DAMASKUS (Arrahmah.id) — Milisi Syiah Irak yang berafiliasi dengan Iran berubah pikiran. Sebelumnya mereka memutuskan membela Presiden Bashar al-Assad dari serangan kelompok perlawanan Suriah, namun kabar terbaru menurut pejabat dan komandan mereka, keberangkatan dibata.
Dilansir Middle East Eye (7/12/2024), para pemimpin milisi menyatakan takut akan pengulangan tragedi 2014, ketika kelompok militan Islamic State (ISIS) masuk ke wilayah utara dan barat Irak dari Suriah dimana saat itu puluhan ribu tentara dan milisi Syiah tewas dan terlantar.

————————

(Perintah Tugas 1):
Jawablah pertanyaan berikut berdasarkan berita tentang milisi Syiah Irak di atas.
(a) Milisi Syiah Irak dalam berita itu berafiliasi dengan negara apa?
(b) Media apa yang dilansir, dan pada tanggal berapa?
(c) Tragedi pada tahun berapa yang ditakutkan para pemimpin milisi akan terulang?
(Perintah Tugas 2):
Tuliskan lanjutan berita tentang milisi Syiah Irak dan Suriah di atas, dimulai sesudah kalimat terakhirnya.

(Bahan yang Diberikan):
————————

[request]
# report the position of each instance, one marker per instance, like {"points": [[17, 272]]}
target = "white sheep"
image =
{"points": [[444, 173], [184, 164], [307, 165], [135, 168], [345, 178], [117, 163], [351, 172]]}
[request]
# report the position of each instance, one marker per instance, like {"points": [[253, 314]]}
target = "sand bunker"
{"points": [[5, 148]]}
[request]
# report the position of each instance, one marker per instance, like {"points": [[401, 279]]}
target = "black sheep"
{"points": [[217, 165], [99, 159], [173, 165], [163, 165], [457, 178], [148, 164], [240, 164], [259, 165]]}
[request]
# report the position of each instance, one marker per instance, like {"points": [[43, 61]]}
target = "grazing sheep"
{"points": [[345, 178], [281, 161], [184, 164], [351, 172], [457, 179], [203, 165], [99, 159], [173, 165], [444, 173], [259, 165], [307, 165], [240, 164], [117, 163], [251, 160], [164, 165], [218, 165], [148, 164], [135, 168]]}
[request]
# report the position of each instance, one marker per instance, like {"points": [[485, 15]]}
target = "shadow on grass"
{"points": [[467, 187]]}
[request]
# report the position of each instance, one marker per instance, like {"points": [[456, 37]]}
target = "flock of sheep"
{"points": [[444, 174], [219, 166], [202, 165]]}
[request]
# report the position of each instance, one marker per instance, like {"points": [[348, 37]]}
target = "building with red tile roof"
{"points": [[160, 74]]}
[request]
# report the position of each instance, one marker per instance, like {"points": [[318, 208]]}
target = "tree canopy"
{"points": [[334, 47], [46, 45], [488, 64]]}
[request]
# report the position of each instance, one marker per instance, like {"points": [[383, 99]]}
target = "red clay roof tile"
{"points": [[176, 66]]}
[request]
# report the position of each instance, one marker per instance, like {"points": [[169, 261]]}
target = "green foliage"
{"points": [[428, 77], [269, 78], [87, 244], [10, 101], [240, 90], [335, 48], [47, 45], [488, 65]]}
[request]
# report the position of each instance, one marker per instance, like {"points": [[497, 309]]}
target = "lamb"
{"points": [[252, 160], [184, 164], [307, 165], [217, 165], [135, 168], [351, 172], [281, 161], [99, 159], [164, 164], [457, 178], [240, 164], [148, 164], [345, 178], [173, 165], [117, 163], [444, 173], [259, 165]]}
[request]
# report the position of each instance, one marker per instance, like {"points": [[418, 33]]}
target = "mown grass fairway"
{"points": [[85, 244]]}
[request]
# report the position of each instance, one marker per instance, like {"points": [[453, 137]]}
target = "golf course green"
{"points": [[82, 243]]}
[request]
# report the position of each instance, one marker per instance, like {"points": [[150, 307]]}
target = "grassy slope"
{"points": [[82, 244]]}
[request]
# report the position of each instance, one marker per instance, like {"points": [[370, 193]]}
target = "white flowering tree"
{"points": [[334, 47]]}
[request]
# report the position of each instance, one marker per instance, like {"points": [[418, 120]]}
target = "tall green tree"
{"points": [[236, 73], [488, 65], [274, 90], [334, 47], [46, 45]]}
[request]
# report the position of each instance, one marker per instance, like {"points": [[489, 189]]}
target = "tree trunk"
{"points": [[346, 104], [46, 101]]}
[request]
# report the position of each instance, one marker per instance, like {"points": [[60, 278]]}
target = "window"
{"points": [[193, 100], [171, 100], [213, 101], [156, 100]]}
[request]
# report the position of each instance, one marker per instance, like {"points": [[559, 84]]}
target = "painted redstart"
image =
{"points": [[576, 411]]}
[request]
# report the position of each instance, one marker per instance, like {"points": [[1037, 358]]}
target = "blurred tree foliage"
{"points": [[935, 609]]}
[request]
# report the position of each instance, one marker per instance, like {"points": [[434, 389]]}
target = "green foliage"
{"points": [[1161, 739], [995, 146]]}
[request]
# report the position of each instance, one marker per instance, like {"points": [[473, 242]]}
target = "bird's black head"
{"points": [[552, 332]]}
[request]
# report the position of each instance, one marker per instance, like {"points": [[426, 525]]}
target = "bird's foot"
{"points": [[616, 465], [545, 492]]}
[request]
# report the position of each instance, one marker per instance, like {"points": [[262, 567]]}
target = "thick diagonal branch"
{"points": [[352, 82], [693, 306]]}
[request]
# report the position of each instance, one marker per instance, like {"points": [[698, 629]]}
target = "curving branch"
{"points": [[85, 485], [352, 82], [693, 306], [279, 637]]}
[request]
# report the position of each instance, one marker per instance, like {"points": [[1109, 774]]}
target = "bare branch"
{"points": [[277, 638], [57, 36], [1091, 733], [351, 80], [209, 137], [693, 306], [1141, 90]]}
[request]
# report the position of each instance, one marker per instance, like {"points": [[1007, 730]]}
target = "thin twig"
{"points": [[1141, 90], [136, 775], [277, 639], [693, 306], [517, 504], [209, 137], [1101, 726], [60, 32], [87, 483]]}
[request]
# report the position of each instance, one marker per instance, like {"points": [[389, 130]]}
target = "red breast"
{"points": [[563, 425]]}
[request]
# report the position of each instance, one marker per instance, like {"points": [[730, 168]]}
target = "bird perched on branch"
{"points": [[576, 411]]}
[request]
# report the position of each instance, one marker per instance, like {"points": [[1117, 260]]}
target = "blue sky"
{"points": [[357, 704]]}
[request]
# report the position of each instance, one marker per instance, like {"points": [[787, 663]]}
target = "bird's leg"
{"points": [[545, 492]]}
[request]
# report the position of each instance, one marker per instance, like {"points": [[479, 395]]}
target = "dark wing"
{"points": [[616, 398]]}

————————

(Jawaban Tertulis 1):
(a) Iran.
(b) Middle East Eye, pada 7/12/2024.
(c) Tahun 2014.

(Jawaban Tertulis 2):
Untuk antisipasinya, mereka mencegah infiltrasi dengan menyiapkan puluhan ribu penjaga perbatasan, tentara, dan anggota Hashd al-Shaabi di sepanjang perbatasan dengan Suriah. Selain itu, inspeksi ketat terhadap pendatang asing, terutama warga Suriah, dilakukan di berbagai provinsi Irak.
Permintaan Assad untuk pengiriman bantuan militer telah ditolak oleh para pemimpin milisi di Irak. Seorang komandan menjelaskan bahwa keputusan tersebut diambil karena kekhawatiran bahwa intervensi ke Suriah dapat menjadi perangkap yang memungkinkan Israel dan sekutunya menyerang mereka tanpa konsekuensi.
Sementara itu, pemerintahan Irak tetap memberikan dukungan politik, diplomatik, intelijen, dan bantuan kemanusiaan kepada Suriah. Namun, keputusan untuk tidak mengirim pasukan tempur dianggap final hingga pemberitahuan lebih lanjut.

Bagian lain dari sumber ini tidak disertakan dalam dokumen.